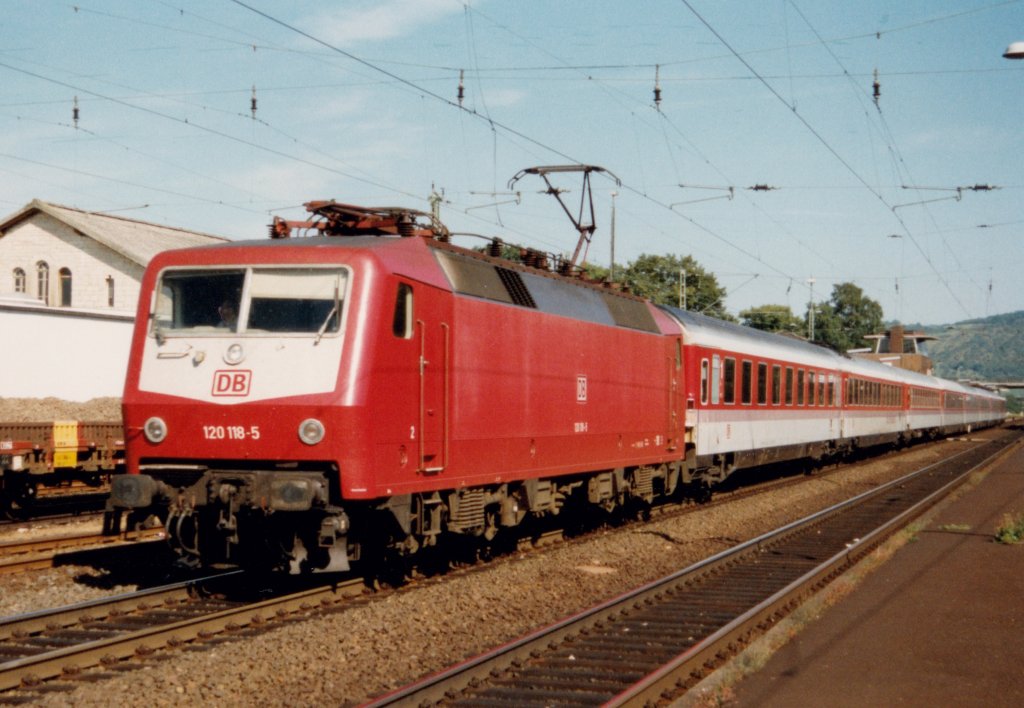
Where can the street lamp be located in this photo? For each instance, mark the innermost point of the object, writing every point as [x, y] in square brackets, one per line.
[611, 272]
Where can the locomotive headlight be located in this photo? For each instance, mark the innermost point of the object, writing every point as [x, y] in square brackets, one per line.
[155, 429]
[311, 431]
[235, 354]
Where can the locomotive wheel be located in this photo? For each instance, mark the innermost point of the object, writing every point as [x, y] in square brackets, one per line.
[18, 496]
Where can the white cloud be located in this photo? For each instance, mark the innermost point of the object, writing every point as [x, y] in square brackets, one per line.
[377, 21]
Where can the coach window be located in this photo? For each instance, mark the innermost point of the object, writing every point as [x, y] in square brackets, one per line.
[716, 383]
[401, 325]
[747, 383]
[43, 282]
[729, 373]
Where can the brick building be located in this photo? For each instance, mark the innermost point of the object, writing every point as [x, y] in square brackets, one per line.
[66, 257]
[69, 289]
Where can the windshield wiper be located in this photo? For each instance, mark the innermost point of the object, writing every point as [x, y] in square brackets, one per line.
[334, 310]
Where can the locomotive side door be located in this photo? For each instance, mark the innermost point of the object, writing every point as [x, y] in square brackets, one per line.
[433, 334]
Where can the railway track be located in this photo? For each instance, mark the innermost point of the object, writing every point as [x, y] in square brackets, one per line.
[652, 643]
[39, 553]
[65, 641]
[61, 643]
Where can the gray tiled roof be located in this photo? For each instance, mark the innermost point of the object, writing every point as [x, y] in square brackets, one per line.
[137, 241]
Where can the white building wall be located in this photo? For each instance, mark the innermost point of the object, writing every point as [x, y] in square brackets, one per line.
[42, 238]
[62, 352]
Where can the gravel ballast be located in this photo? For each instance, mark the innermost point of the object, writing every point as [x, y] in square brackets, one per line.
[349, 656]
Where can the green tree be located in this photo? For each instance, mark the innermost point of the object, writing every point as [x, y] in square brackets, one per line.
[662, 280]
[772, 319]
[842, 322]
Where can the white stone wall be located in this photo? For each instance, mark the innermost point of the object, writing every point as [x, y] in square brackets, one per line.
[42, 238]
[62, 352]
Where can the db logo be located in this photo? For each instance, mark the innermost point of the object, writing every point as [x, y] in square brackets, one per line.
[231, 382]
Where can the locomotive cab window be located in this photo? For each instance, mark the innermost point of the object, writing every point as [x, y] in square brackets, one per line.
[401, 325]
[254, 301]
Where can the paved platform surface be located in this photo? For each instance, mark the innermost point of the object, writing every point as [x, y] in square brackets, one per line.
[940, 624]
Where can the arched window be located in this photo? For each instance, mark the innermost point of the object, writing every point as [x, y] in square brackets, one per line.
[66, 287]
[43, 282]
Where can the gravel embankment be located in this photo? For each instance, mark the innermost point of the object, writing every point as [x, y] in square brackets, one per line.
[346, 657]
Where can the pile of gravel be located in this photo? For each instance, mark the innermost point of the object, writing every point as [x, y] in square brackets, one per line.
[44, 410]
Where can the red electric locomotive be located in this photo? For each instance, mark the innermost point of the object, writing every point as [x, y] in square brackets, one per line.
[299, 404]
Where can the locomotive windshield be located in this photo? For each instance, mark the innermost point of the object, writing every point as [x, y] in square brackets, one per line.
[249, 300]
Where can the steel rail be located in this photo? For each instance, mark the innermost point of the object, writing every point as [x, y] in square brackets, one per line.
[628, 668]
[30, 670]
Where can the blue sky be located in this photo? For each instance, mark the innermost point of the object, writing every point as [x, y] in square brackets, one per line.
[357, 101]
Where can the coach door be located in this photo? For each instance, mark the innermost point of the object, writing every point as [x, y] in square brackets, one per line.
[676, 397]
[434, 335]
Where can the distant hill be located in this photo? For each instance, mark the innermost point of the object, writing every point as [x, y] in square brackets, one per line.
[988, 349]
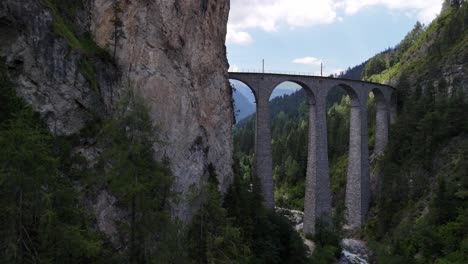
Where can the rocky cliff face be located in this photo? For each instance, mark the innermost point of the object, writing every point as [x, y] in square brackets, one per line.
[173, 55]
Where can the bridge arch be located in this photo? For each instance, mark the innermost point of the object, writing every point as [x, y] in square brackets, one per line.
[318, 198]
[283, 159]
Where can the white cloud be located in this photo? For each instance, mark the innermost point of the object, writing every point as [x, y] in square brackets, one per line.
[233, 68]
[307, 61]
[238, 37]
[426, 10]
[268, 15]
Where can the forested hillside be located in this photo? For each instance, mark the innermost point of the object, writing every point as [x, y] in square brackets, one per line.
[419, 214]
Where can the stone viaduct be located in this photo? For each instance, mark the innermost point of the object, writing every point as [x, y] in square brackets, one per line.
[317, 203]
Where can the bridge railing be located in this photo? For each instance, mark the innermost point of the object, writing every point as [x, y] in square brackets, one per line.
[275, 72]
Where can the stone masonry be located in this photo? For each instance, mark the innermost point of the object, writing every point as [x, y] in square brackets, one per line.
[317, 203]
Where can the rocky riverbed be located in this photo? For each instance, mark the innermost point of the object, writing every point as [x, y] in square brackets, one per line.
[353, 251]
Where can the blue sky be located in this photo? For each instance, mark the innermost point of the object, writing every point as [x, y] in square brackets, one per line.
[297, 35]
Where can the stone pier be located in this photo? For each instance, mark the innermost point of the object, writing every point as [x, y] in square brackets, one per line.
[317, 202]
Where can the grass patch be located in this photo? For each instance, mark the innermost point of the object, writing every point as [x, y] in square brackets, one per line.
[63, 12]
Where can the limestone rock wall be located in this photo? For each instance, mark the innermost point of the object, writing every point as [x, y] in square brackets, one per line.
[173, 55]
[46, 70]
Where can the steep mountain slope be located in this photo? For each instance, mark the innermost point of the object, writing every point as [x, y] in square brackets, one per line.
[420, 215]
[66, 61]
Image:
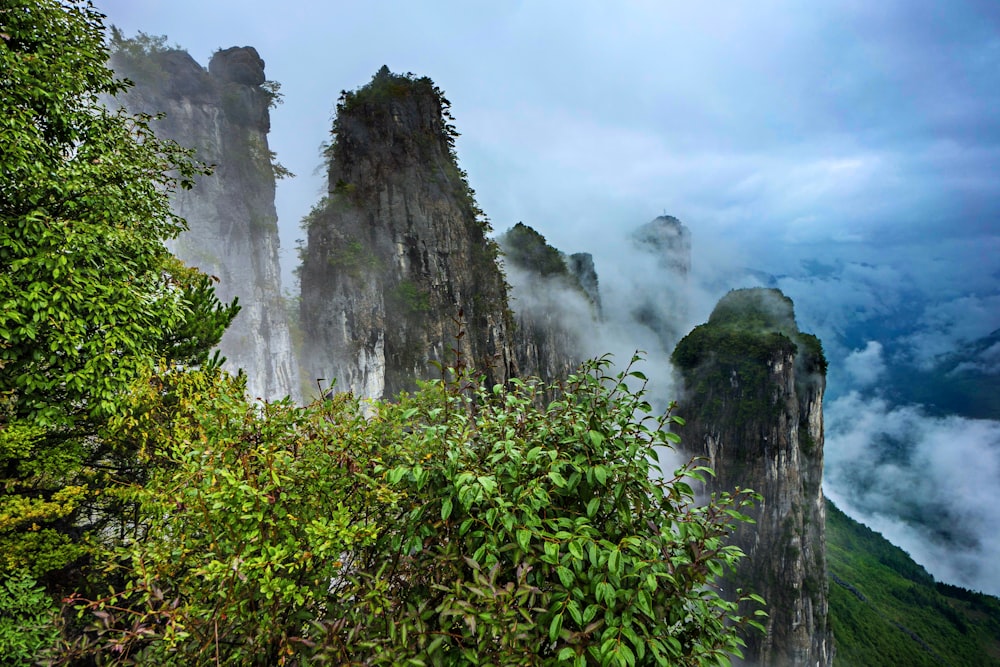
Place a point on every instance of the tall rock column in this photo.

====================

Reprint the listing above verbatim but drop the images.

• _FINISHED TASK_:
Where can the street lamp be located in this photo? For each instance, mark the innermost point of the object, writing every point as [x, y] in square brackets, one per line.
[611, 272]
Where can the locomotive headlight be located in this photo? For each instance, mark the innermost point of the object, writing every point as [x, y] in square brackets, one per line.
[155, 429]
[311, 431]
[235, 354]
Where can the locomotive wheel be located in this photo? For each instance, mark the innermost point of the object, writing every point as [x, y] in square brackets, one per line.
[18, 496]
Where can the white cloud be located in this photo? For each instance, mark the innermost point of the object, writing every point as [x, y] in square brackets, one per line.
[377, 21]
Where can the coach window be located in this photo? For each instance, mark the innermost point of the object, writing every point as [x, y] in square brackets, one per line.
[716, 383]
[401, 325]
[747, 383]
[43, 282]
[729, 373]
Where can the brick building be located in this photo? For each instance, mark the innermost point of the object, writing every point as [x, y] in square brackets, one per line.
[66, 257]
[69, 289]
Where can the windshield wiper be located in this photo? For each instance, mark the innermost point of the object, writing every point as [x, y] in square brackets, one per line.
[334, 310]
Where can the locomotive side door be located in this photo? For each instance, mark the innermost point of the object, writing every point as [x, y] in square brackets, one per line.
[433, 334]
Where can the railway track be located in this photo? For each instance, mark the innermost point of the object, writing every point as [x, y] in square brackets, one per line.
[652, 643]
[39, 553]
[65, 641]
[61, 643]
Where can the gray tiled roof be located in this photo? For each instance, mark the innermost point of the object, writing every point as [x, y] in square brackets, one per line.
[137, 241]
Where can the white building wall be located in this photo? For each instance, mark the innermost point of the object, writing every point as [x, y] in square brackets, one per line.
[42, 238]
[62, 352]
Where can the gravel ballast be located in this photo? For each instance, mark the innermost point of the object, writing every point as [x, y] in square brackets, one per line.
[349, 656]
Where can the green tree be located in this photo? For each instance, mark the innermost point of the object, writing every point as [x, y] in square brackets, one per line.
[662, 280]
[772, 319]
[842, 322]
Where can the white stone wall be located in this photo? For each instance, mark the innermost point of the object, writing every point as [x, y] in square brackets, one per line.
[42, 238]
[62, 352]
Where can the db logo be located in this photo? For each instance, mark the innermost point of the object, writing every point as [x, y] in square brackets, one per line.
[231, 382]
Where can the locomotive cab window be located in this photo? For each instance, mark the innermost point of the object, writing every point as [x, y] in square brackets, one per line.
[401, 325]
[254, 301]
Where can the paved platform surface be located in this photo? For each instance, mark the innermost point of the object, writing every point as [x, y] in square brackets, one per line.
[940, 624]
Where can the arched window be located in this photo? For each instance, mark the innermost point of the object, writing every point as [x, y] in square brackets, one per line.
[66, 287]
[43, 282]
Where can the gravel embankment be located in this photo? For each instance, mark the innermost point of the object, writing every point as [x, y] in square brackets, one per line.
[346, 657]
Where can the pile of gravel be located in this photo? For each instance, mark the innermost point of the object, writing every point as [x, y] in square brackets, one per line.
[44, 410]
Where can the red electric locomotive be located in this photo? For each instance, mark the innermost point of the object, writing every point as [x, y] in square brackets, one per line.
[299, 404]
Where can the locomotive windshield be located in this photo? For each instance, mark the innermost point of the object, writing every point as [x, y] in square brackets, one per line.
[249, 300]
Where can the steel rail be located in this photo? For each instance, mark the innermost point of the object, writing every point as [x, y] in square brackets, one per line.
[628, 668]
[30, 670]
Where can the blue sky be located in this photo? For each instance, mark the innermost point of the object, writing every point as [x, y] in square brackets, one per line.
[357, 101]
Where can the coach door be located in this photo? For each instance, mark the innermost point of the object, writing every point as [x, y] in square brackets, one per line.
[676, 397]
[434, 335]
Where can the distant hill be located in this photo? For each instance, mark the innermost point of the object, writing every point as [x, y] in square brackets, one per line.
[988, 349]
Where can the rocky cliff face be located in this photo? For each instance, mark the innermost point of the object, writing every point as [x, y] in square brackets, one per line.
[173, 55]
Where can the bridge arch be located in this photo? For each instance, mark the innermost point of the object, writing every point as [x, y] in square brackets, one per line.
[318, 198]
[283, 159]
Where can the white cloud be located in this photo? For each instance, mark the innermost point of the object, writing every point as [x, y] in square brackets, one per line.
[233, 68]
[307, 61]
[238, 37]
[426, 10]
[268, 15]
Where can the forested hillside be located in this photo? For each instance, mark the innermost point of the object, writing every point as [x, y] in square brackets, one per line.
[419, 214]
Where can the stone viaduct be located in this photo? For each instance, mark the innermost point of the object, writing every point as [x, y] in square brackets, one per line.
[317, 203]
Where can the bridge railing be located in this photo? For each instance, mark the innermost point of the object, writing every point as [x, y] in square brackets, one per line.
[275, 72]
Where can the stone masonry be located in this photo? For each instance, mark the innermost point of the object, writing every point as [x, y] in square brackets, one per line.
[317, 203]
Where can the rocky riverbed be located in this photo? For each instance, mark the innermost point of the object, writing every point as [x, y] in square brackets, one per line.
[353, 251]
Where can the blue sky be located in this photo? For each instance, mark the innermost point of the object, writing every point as [x, y] in square brackets, one per line.
[297, 35]
Where can the stone pier be located in this photo? For each instance, mark the innermost point of the object, writing every point as [x, y] in square brackets, one per line.
[317, 202]
Where can the grass patch be located in this photo? For each instance, mark the innermost point of the object, writing every point as [x, y] in square brackets, one per line.
[63, 12]
Where can the limestone rock wall be located in this photo? For each instance, mark the innermost point of the object, writing every point as [x, y] in square brackets, one per line.
[173, 55]
[46, 70]
Where can the steep mountain slope be located in this photo? For each instance, mark the innermost point of the object, writing every point as [x, y] in square brackets, one per line.
[420, 215]
[66, 61]
Image:
Place a point on every instance of the tall rock column in this photo.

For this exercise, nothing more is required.